## SET TASK
How many lines in the listing below contain the string "vegetation"? Give only the number.

___ EXERCISE MATERIALS

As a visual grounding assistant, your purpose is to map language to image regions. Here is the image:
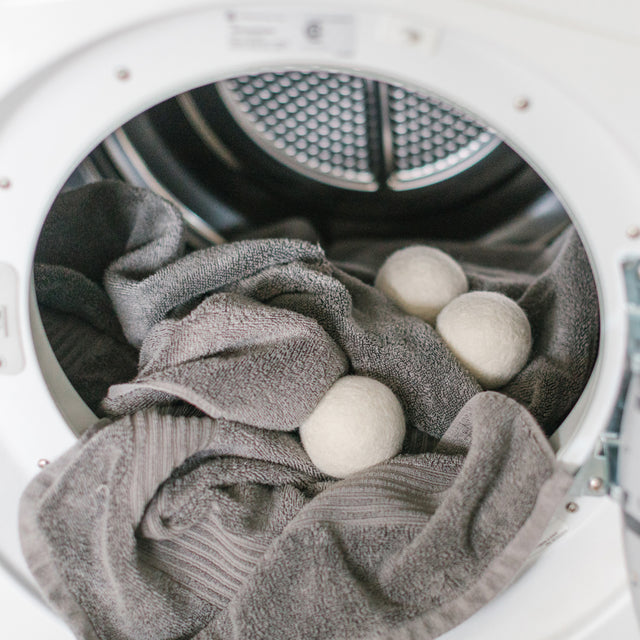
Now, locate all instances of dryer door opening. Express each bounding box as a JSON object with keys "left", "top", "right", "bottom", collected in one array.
[{"left": 25, "top": 63, "right": 599, "bottom": 640}]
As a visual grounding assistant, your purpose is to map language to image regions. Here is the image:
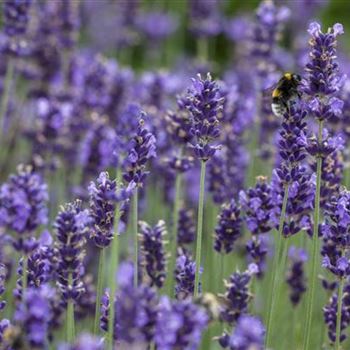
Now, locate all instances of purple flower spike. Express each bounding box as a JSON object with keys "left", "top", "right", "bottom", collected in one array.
[
  {"left": 0, "top": 166, "right": 48, "bottom": 251},
  {"left": 321, "top": 190, "right": 350, "bottom": 278},
  {"left": 0, "top": 263, "right": 6, "bottom": 311},
  {"left": 140, "top": 220, "right": 166, "bottom": 288},
  {"left": 323, "top": 285, "right": 350, "bottom": 344},
  {"left": 305, "top": 22, "right": 344, "bottom": 96},
  {"left": 187, "top": 73, "right": 223, "bottom": 161},
  {"left": 214, "top": 199, "right": 242, "bottom": 254},
  {"left": 54, "top": 201, "right": 91, "bottom": 301},
  {"left": 154, "top": 296, "right": 209, "bottom": 350},
  {"left": 89, "top": 172, "right": 117, "bottom": 248},
  {"left": 124, "top": 119, "right": 156, "bottom": 186},
  {"left": 2, "top": 0, "right": 32, "bottom": 37},
  {"left": 229, "top": 315, "right": 265, "bottom": 350}
]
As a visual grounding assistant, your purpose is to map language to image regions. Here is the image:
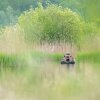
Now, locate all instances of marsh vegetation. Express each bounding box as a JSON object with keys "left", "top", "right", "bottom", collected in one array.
[{"left": 0, "top": 0, "right": 100, "bottom": 100}]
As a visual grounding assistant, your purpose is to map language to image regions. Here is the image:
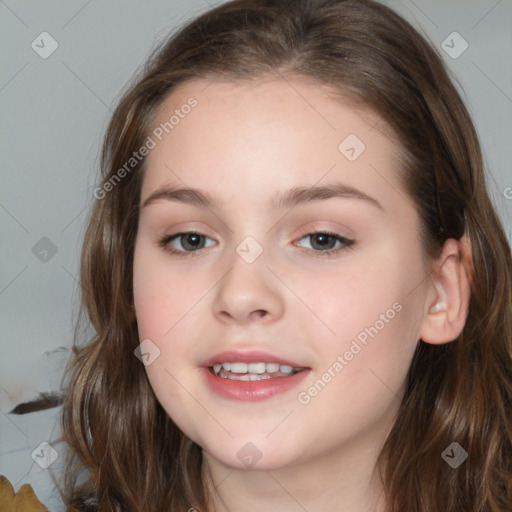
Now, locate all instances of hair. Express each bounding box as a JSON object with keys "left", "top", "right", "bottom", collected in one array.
[{"left": 62, "top": 0, "right": 512, "bottom": 512}]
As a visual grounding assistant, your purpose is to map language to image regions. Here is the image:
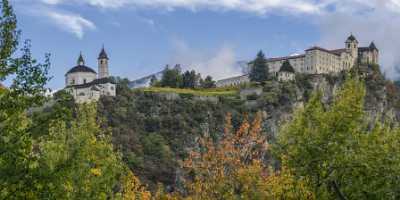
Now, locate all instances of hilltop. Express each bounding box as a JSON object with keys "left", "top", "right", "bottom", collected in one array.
[{"left": 93, "top": 65, "right": 400, "bottom": 188}]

______

## COMPLETED TASK
1